* [Required work]
Substitute "detects" for every occurrence of "localizes" in the lines below and reproduce them with nothing else altered. Omit the pictures from the answer.
++++ Information shown
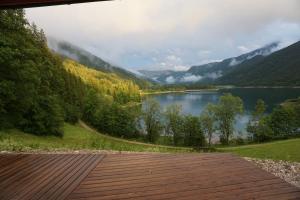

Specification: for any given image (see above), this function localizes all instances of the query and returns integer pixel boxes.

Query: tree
[142,99,163,143]
[270,106,297,137]
[183,115,205,147]
[200,103,216,146]
[252,99,267,120]
[165,104,183,146]
[214,94,243,144]
[247,99,272,142]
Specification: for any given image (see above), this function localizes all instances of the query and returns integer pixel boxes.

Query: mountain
[216,41,300,86]
[140,42,279,84]
[48,38,151,88]
[138,70,174,81]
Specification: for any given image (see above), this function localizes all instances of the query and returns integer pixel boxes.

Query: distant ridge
[48,37,151,88]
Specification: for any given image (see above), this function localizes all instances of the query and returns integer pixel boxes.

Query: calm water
[142,88,300,133]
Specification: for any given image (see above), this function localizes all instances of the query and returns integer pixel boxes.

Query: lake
[144,88,300,137]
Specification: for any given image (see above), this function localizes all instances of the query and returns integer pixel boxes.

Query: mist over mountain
[140,42,280,84]
[216,41,300,86]
[47,37,151,88]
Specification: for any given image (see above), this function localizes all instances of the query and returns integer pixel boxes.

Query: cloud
[26,0,300,69]
[166,76,176,84]
[229,58,243,66]
[180,74,203,82]
[204,71,222,79]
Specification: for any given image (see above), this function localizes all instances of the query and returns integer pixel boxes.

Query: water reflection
[145,88,300,134]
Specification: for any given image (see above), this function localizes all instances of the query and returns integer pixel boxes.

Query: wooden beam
[0,0,111,9]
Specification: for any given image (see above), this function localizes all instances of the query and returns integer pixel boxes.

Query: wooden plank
[0,153,300,200]
[69,154,299,200]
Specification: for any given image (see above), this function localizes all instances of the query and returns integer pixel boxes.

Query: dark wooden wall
[0,0,110,9]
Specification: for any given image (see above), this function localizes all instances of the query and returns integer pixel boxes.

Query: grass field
[0,124,192,152]
[0,124,300,162]
[218,138,300,162]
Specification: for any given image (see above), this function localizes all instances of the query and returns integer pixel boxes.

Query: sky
[26,0,300,71]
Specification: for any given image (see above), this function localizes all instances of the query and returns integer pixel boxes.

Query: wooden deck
[0,154,300,200]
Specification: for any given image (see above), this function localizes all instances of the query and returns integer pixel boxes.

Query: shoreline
[140,86,300,96]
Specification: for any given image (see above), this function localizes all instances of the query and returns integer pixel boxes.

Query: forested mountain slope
[217,41,300,86]
[48,38,151,88]
[0,10,140,137]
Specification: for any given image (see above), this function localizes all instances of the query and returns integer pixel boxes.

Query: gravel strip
[245,157,300,188]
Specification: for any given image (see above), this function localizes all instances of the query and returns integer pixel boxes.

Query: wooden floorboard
[0,153,300,200]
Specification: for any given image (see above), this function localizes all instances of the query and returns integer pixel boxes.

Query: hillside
[48,37,151,88]
[63,59,140,103]
[0,10,140,141]
[140,42,279,84]
[0,123,192,152]
[217,41,300,86]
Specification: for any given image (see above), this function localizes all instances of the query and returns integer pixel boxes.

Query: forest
[0,10,140,139]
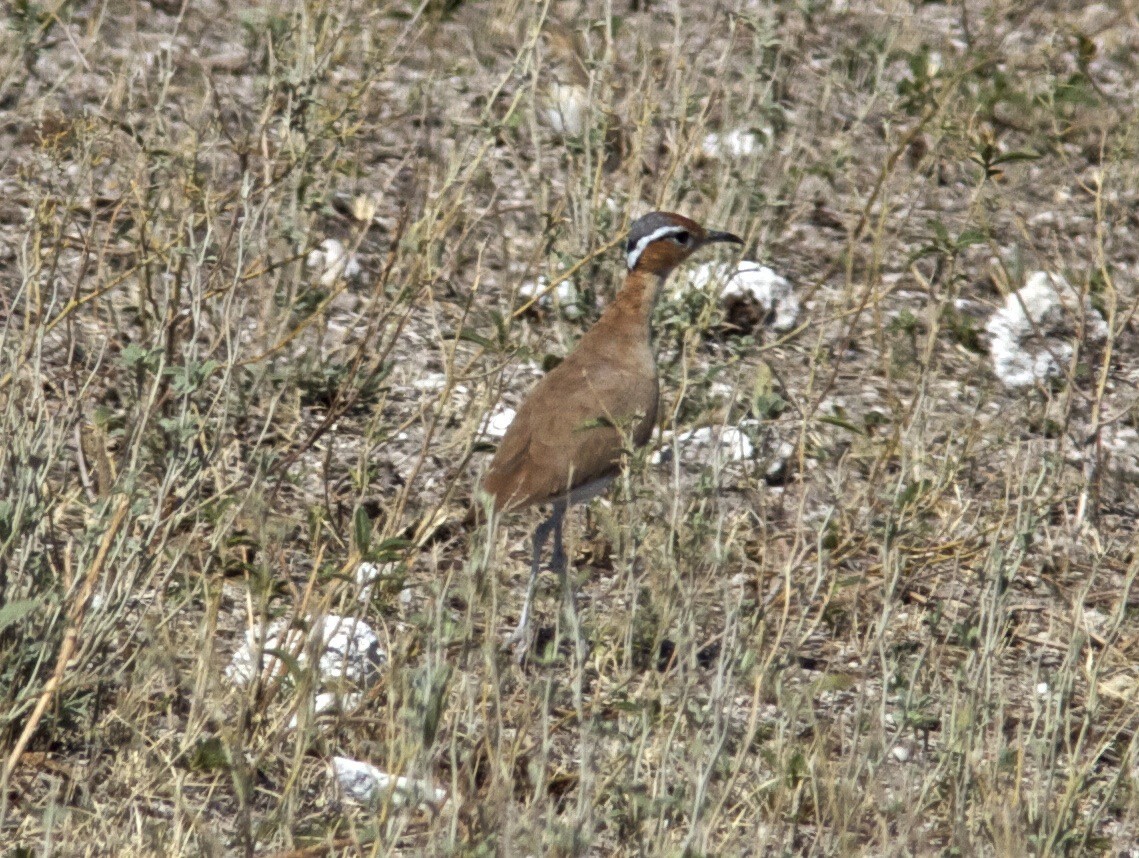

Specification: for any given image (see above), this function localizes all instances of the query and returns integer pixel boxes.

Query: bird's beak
++++++++
* [Written answer]
Specification: for any given image (see above), this function detects all instances of the query and returns integer pixel boxes.

Query: tree
[142,99,163,143]
[270,106,297,137]
[183,115,205,147]
[200,103,216,146]
[252,99,267,120]
[165,104,183,146]
[214,94,243,144]
[247,99,272,142]
Specification: for any given image (see above), this function detects all instances of the query and returns integer pixel boxes.

Query: mountain
[216,41,300,86]
[140,42,279,84]
[48,38,151,88]
[138,70,174,81]
Specification: for any given image (see above), this function detects all instances of the query and returns integer pixel boxes.

Query: distant ridge
[48,37,151,88]
Specification: for any given image (see above), this function detects all instances of the query and returns integer pixel boxes.

Query: calm water
[142,88,300,133]
Specification: for any given image (see above), this function detects all instances of the query and returns integer pixel boxes.

Query: lake
[144,88,300,137]
Specification: for any given image (see above), this function detects all instances of the query and returns integer pixel boxes.

Query: mist over mountain
[140,42,280,84]
[216,41,300,86]
[47,37,151,88]
Specification: for any given image (see above), this function detects all instances of the query and returns integer pixel boxes.

Query: cloud
[26,0,300,69]
[166,76,176,84]
[229,58,243,66]
[180,74,203,82]
[204,71,222,79]
Specification: for any given image (see above), this function detects all instances of the query and returns integer pixel boxes.

Query: water reflection
[145,88,300,134]
Specification: for any given image (see above), this function detects all instances of the query and returns integer pixel boxes.

Query: wooden beam
[0,0,111,9]
Specification: for any given image (see above), this function detects all instances of the query and returns integer pixel boxes.

Query: wooden plank
[0,153,300,200]
[69,154,299,200]
Specification: for any given image (see above), this function detects all instances of the query and returns integer pixel boxes.

Query: dark wooden wall
[0,0,110,9]
Specification: for any given image (see above), this function detects all instances of the query and returns integer pixel boxes.

Query: grass field
[0,124,192,152]
[0,124,300,162]
[218,138,300,162]
Specification: for any given image (see above), this function detects all instances of the query and returns integer pixel boxes.

Query: sky
[26,0,300,71]
Specification: for any given image (see above), this function detects all instances of the query and returns integer pixel boxes.

Query: wooden deck
[0,154,300,200]
Specification: for any given image (see above), this function detects all instances of the query and returns integer pixel boxes.

Query: shoreline
[140,86,300,96]
Specification: for any given image (see above), this function detects all instances of the query and returns integer pixel boxes.

Query: forested mountain slope
[217,41,300,86]
[48,38,151,88]
[0,10,140,137]
Specification: for any given image (see above), this function detects all instances of the query and returns integer pixel boxes.

Query: gravel strip
[245,157,300,188]
Specification: for any given image (see above), this function detects all instances of the query and returns integer pixel boxes.

Query: wooden floorboard
[0,153,300,200]
Specification: for any given image (see above), this function detects all instances of the query and returns integer pixel boxes.

Query: hillside
[48,37,151,88]
[63,59,140,103]
[0,10,140,141]
[140,42,279,84]
[0,123,192,152]
[217,41,300,86]
Specification: for any given image (see above), this function detects all instances of the query and returns integer pixel boxes.

Query: forest
[0,10,140,139]

Specification: for any given image (see above), this function detects all instances of the query and returns integer pixel boxes.

Query: bird's beak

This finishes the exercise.